_SOURCE DOCUMENT_
[CI] support nightly ci for per pr by labels (#6483)

### What this PR does / why we need it? This PR refactors the nightly CI workflows (A2 and A3) to support running tests against a specific PR's code, in addition to the existing scheduled/dispatch runs using pre-built images. #### Motivation: Previously, nightly tests could only be triggered by schedule or workflow_dispatch, always using the pre-built nightly image. This change allows developers to trigger nightly tests against their own PR's source code, enabling early validation without waiting for a nightly build. #### Changes Trigger logic (parse-trigger job) A new parse-trigger job is introduced in both schedule_nightly_test_a2.yaml and schedule_nightly_test_a3.yaml to centralize trigger evaluation: `schedule / workflow_dispatch`: runs all tests with the pre-built image (existing behavior preserved) `pull_request (labeled + synchronize)`: runs only when:The PR has the nightly-test label, and /nightly [test-names] comment exists (latest one wins) 1. /nightly or /nightly all — runs all tests 2. /nightly test1 test2 — runs only named tests (comma-wrapped for exact matching) #### How to trigger 1. Add the nightly-test label to your PR 2. Comment /nightly (all tests) or /nightly test1 test2 (specific tests) 4. Re-triggering: add another /nightly comment and push a new commit (synchronize event) ### Does this PR introduce _any_ user-facing change? None ### How was this patch tested? - vLLM version: v0.14.1 - vLLM main: dc917cceb8 --------- Signed-off-by: hfadzxy <starmoon_zhang@163.com>
2026-03-05 16:46:37 +08:00
parent a6745b8577
commit 1e4017e3fa
8 changed files with 490 additions and 32 deletions
--- a/.github/workflows/schedule_nightly_test_a2.yaml
+++ b/.github/workflows/schedule_nightly_test_a2.yaml
@@ -24,10 +24,15 @@ on:
      # Run test at 24:00 Beijing time (UTC+8)
      - cron: "0 16 * * *"
  workflow_dispatch:
-  pull_request: 
+  pull_request:
    branches:
      - 'main'
-    types: [ labeled ]
+    types: [labeled, synchronize]
+
+permissions:
+  contents: read
+  pull-requests: read
+  issues: read

 # Bash shells do not use ~/.profile or ~/.bashrc so these shells need to be explicitly
 # declared as "shell: bash -el {0}" on steps that need to be properly activated.

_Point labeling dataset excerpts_
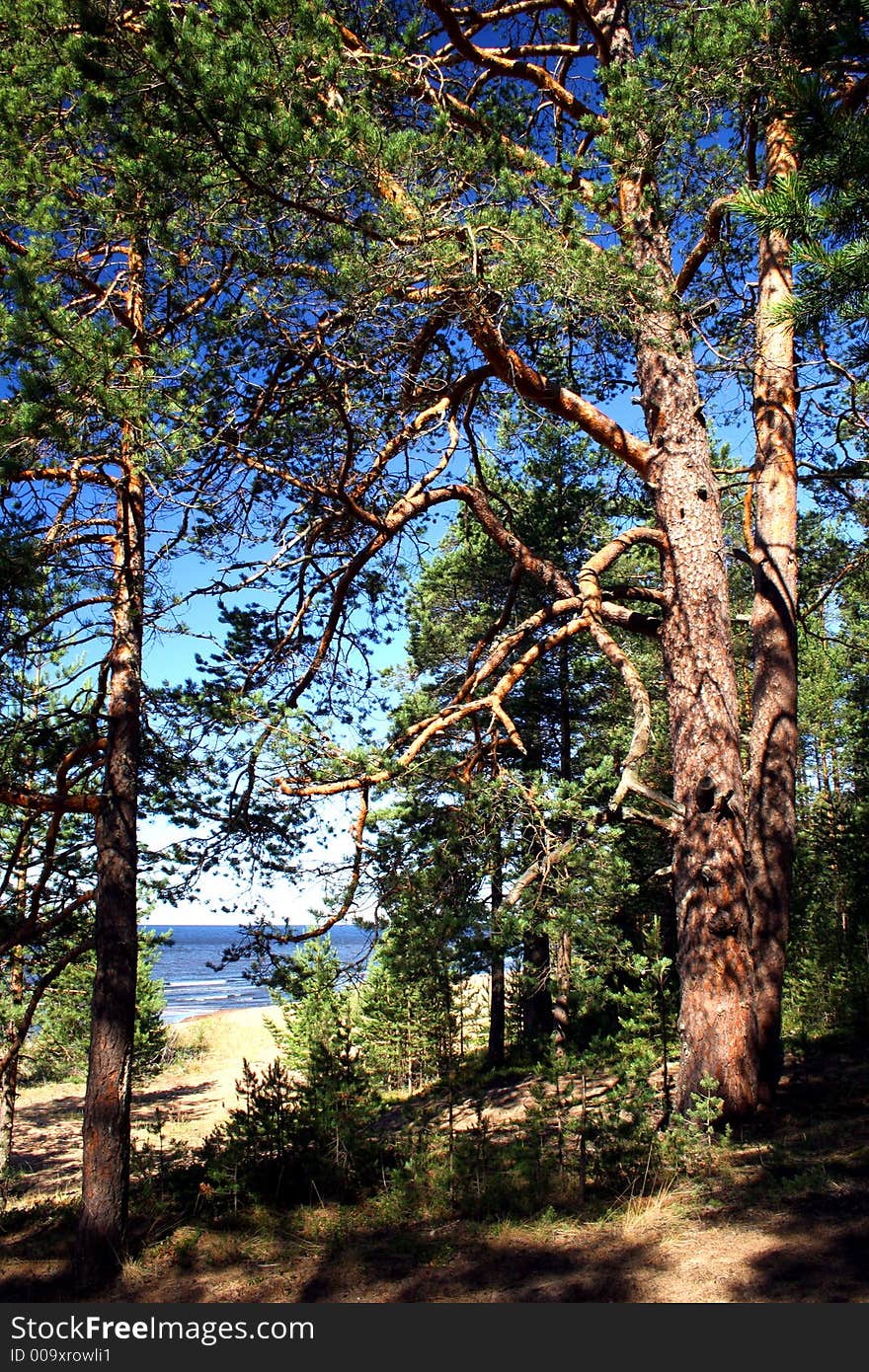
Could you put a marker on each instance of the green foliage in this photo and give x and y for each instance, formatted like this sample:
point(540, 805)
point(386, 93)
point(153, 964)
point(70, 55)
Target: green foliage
point(60, 1037)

_TASK SET_
a) In the nightly CI workflow text, list the permission scopes that the diff grants.
b) Rescale the records: write out every line of the records again, requests included, but leave out the pictures. Multiply each coordinate in the answers by 1.25 and round to whole numbers, with halves going up; the requests and their format samples keep their numbers unchanged.

_FULL ANSWERS_
a) contents, pull-requests, issues

b)
Could you put a marker on each instance of the green foliage in this photo and give x and y for each instance, formatted like this sample:
point(540, 805)
point(386, 93)
point(153, 964)
point(70, 55)
Target: green foliage
point(75, 1296)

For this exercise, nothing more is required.